Document segment:
◆ ◆ ◆ ◆ ◆

The key to a happy marriage? An audit of your rows…

First, we had to fill in a simple questionnaire to ascertain the state of our
marriage, so that it can be plotted months later. On a scale of one to
seven, how satisfied do you feel with your relationship? Intimacy, love,
trust, passion and commitment are also measured this way.

Our scores were uniformly six or seven. So far so good. This is not because we
are insufferably smug, but because we have got better at being wed to each
other. We tied the knot far younger than many of our contemporaries and,
having been married for more than a decade, have muddled through and learnt
what works. I’m quite sure our scores would have been much lower 10 years
ago.

Next came the key part of Prof Finkel’s audit, which at first sounds very
basic. You each have to write an essay about a recent row you have had in as
dispassionate a way as possible – you are supposed to be taking the view of
a benevolent outsider.

This is harder than it sounds. Though we have plenty of rows, I couldn’t for
the life of me remember any details or even what our most recent one was
about. I feared that this is because I am fundamentally a bad husband, who
never listens and whose default response to any argument is to nod and say
“I’m sorry” a lot. I like to think, in fact, that it is because I am easily
able to erase the bad memories and focus on the good things. So, I wrote
about leaving my pants on the floor. My essay was deeply unilluminating. Not
a reflection on me, I hope? Though I dread to read Vic’s offering.

I admire the sentiment behind this study. Marriage is worth fighting for. But
one of the most heartening statistics published by the Office for National
Statistics is that the divorce rate has consistently fallen since it peaked
in the mid-1990s. Yes, it is still too high, but those that do marry are far
more likely to stick together than in the previous generation. I hope that I
am one of them.

◆ ◆ ◆ ◆ ◆

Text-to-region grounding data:
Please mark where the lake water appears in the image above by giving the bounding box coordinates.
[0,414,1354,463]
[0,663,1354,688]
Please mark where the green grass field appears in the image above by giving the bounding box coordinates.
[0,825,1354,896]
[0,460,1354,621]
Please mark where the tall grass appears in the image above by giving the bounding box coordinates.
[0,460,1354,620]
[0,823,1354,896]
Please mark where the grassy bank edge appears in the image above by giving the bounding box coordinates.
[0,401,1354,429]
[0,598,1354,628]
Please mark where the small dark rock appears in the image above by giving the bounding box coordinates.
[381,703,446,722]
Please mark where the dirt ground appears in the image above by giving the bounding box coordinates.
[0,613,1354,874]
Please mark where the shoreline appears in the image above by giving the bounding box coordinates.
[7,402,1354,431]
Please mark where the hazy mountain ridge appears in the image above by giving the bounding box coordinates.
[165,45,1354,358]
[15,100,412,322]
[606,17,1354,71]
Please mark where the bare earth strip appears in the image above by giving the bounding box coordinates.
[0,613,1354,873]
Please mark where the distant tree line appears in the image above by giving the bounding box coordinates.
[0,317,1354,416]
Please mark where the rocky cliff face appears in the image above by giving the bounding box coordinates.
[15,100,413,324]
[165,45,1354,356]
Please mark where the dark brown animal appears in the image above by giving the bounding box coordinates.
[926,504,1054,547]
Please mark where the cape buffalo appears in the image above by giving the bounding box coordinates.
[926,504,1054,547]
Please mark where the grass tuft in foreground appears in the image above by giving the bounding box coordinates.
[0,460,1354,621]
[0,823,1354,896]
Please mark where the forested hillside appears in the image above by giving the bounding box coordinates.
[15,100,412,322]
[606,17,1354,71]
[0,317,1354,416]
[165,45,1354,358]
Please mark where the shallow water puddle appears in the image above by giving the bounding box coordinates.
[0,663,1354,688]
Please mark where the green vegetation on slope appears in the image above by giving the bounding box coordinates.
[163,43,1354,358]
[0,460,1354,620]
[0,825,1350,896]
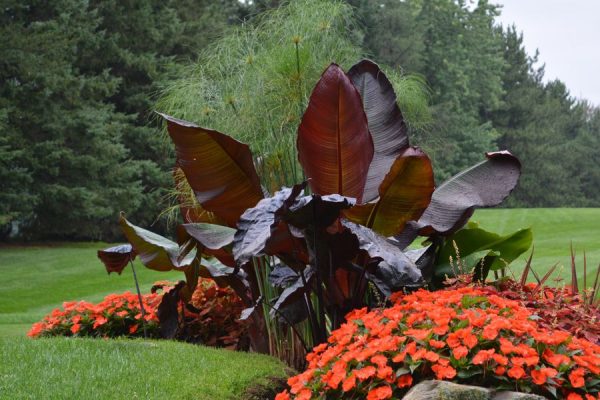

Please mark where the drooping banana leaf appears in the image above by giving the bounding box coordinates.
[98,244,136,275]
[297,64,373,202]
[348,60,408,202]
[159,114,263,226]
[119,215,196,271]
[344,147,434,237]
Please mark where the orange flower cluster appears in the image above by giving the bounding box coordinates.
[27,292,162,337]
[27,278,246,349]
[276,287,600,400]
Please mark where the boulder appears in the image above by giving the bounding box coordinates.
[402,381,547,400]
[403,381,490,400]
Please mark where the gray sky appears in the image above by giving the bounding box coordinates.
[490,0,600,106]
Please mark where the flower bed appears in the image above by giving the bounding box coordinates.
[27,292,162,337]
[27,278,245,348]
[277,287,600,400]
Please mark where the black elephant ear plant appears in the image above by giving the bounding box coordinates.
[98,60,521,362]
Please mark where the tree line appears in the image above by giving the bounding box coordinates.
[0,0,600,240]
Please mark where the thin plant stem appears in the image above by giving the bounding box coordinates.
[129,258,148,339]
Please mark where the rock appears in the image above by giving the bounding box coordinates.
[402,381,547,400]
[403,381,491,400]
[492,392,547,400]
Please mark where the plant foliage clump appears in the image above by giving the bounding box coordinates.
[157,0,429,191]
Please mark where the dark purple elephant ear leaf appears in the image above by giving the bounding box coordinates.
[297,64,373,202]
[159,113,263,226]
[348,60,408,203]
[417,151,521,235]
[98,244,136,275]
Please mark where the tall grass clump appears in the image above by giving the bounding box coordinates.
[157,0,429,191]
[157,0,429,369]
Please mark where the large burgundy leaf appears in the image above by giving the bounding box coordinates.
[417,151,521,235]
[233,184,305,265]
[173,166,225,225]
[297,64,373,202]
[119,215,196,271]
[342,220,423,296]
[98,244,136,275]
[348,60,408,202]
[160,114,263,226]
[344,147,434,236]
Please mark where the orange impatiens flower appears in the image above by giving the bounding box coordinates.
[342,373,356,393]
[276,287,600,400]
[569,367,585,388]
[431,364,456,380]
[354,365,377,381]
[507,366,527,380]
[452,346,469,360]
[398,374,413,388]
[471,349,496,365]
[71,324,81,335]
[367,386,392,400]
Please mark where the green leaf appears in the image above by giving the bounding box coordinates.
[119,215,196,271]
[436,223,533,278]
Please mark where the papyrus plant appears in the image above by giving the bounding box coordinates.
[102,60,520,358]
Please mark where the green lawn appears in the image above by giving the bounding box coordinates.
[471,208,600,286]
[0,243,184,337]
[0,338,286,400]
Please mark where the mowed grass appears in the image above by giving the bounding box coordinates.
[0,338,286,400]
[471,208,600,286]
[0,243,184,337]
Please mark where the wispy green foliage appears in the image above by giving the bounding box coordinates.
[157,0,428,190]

◆ ◆ ◆ ◆ ◆

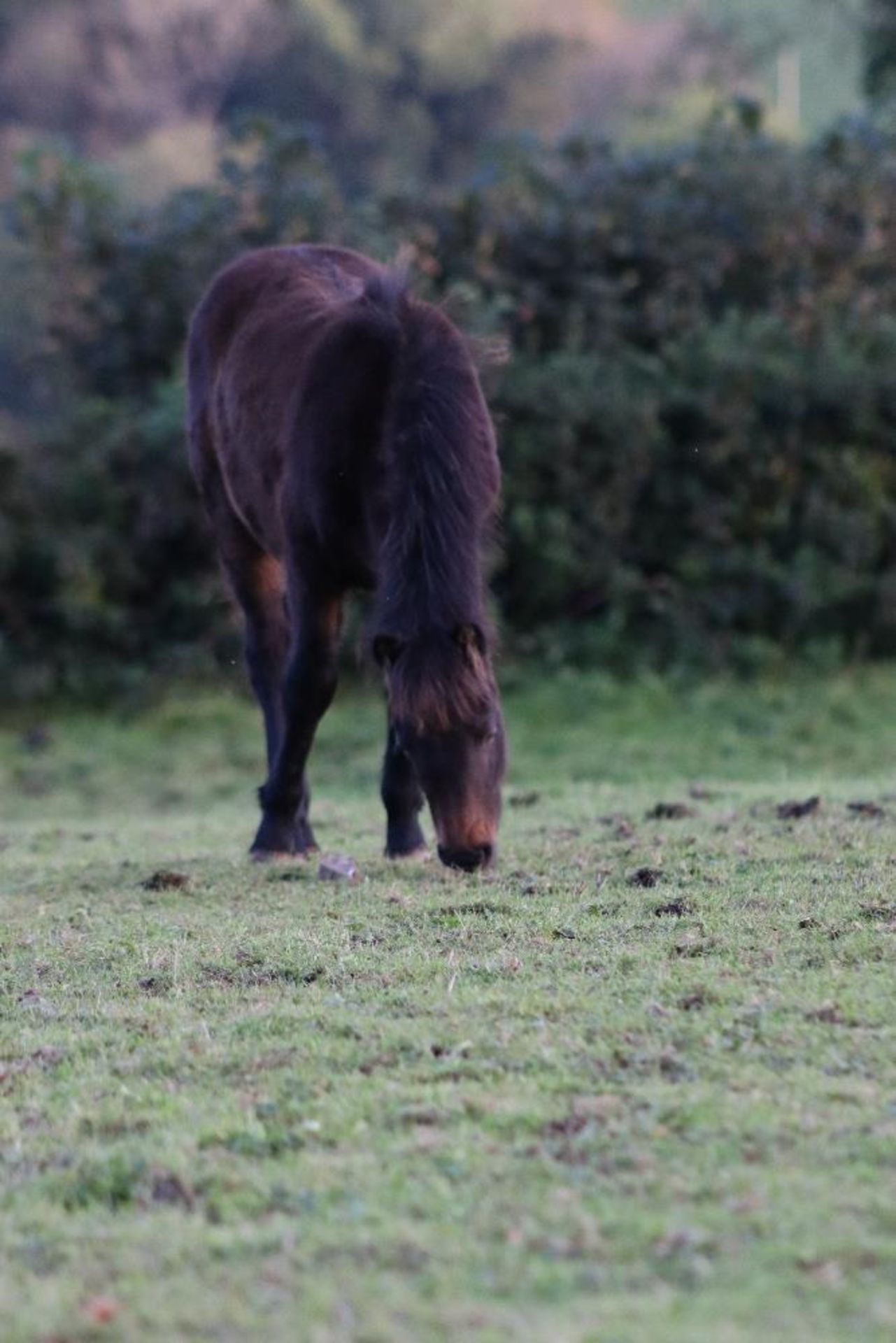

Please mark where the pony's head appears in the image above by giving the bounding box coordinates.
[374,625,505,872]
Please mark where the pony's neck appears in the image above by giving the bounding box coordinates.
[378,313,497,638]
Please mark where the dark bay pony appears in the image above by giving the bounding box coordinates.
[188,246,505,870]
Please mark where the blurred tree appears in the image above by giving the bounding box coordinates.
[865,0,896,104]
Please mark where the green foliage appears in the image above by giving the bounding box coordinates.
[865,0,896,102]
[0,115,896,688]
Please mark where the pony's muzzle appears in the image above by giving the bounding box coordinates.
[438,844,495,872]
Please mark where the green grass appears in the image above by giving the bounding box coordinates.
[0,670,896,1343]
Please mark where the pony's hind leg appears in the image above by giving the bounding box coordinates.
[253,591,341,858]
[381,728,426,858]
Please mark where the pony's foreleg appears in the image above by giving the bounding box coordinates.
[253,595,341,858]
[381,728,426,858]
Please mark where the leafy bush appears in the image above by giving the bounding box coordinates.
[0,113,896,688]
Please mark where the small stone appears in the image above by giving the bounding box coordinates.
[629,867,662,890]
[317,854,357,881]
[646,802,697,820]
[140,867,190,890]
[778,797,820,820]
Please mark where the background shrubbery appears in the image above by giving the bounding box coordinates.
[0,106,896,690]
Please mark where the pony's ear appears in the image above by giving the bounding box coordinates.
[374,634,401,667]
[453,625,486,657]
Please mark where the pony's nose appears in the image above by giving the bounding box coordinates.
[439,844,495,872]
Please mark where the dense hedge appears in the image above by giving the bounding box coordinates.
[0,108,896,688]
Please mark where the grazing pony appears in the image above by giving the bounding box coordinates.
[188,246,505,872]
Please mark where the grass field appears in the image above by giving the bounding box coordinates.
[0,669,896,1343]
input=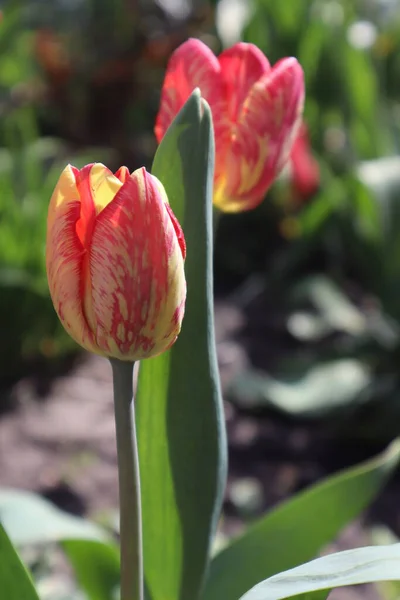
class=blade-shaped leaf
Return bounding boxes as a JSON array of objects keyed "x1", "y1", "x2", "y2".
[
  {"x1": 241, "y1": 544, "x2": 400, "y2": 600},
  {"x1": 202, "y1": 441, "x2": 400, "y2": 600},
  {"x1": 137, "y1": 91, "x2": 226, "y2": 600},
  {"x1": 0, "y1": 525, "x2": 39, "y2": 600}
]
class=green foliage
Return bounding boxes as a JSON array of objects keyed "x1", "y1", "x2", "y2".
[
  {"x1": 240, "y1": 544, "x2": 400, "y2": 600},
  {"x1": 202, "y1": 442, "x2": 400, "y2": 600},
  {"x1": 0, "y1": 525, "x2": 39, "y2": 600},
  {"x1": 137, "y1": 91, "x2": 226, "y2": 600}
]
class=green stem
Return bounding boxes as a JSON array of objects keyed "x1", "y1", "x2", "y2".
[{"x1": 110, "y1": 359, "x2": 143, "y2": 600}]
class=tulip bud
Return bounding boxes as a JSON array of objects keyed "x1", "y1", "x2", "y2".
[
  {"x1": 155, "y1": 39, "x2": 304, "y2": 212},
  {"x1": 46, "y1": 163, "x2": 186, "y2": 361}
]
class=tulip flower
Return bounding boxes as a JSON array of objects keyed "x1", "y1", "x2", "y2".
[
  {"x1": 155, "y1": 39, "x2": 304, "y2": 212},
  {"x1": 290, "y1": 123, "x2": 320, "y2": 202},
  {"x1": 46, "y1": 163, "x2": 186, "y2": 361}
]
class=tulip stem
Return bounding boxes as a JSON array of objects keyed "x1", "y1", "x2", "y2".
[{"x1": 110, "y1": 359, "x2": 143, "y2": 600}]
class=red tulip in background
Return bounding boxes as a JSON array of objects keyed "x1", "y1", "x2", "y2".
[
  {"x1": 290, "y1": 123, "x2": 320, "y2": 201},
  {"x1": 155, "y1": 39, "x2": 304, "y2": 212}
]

◆ ◆ ◆ ◆ ◆

What to work on:
(A) In the marriage-audit article, why were the writer's questionnaire scores uniformly six or seven? Answer in one to three sentences.
(B) In the marriage-audit article, what scale does the questionnaire use to rate satisfaction with the relationship?
(C) Write a continuation of the marriage-audit article that picks up after its final sentence.
These records were drawn from a separate source.

List of answers:
(A) The writer says the high scores were not a sign of smugness. They came from the couple having gotten better at being married to each other. Having married younger than many of their contemporaries and stayed together for more than a decade, they had muddled through and learned what works.

(B) A scale of one to seven.

(C)
This weekend we are off to a hotel to celebrate our 11th wedding anniversary.
The fact that I haven’t murdered any of my four children and am still
happily married is a triumph and worth celebrating in my book. And it is
proof that – in spite of whichever of my faults Vic has focused on – Prof
Finkel’s theory of marital deterioration can take a “downward trajectory”
running jump.

Harry Wallop

Victoria Sowerby: Would it not be healthier to discuss the best things
about the relationship?

Many of my rows with my husband are over his willingness to look like an idiot
in the pages of The Daily Telegraph. If he isn’t wearing a onesie, or
gurning for the camera with a spatula in hand, he is usually plagiarising
all my thoughts for his next “fun feature”.

We do, of course, have more serious rows. With four children, two house moves
and career ups and downs over the past decade, we have often raised our
voices and slammed doors. But the rows are invariably resolved. If not at
that moment, then certainly within 24 hours. And nearly all our issues
derive from one source: the exhaustion that comes with having four children
under the age of 10.

So, confident that it wouldn’t expose any fault lines, I was prepared to give
the “audit” a go.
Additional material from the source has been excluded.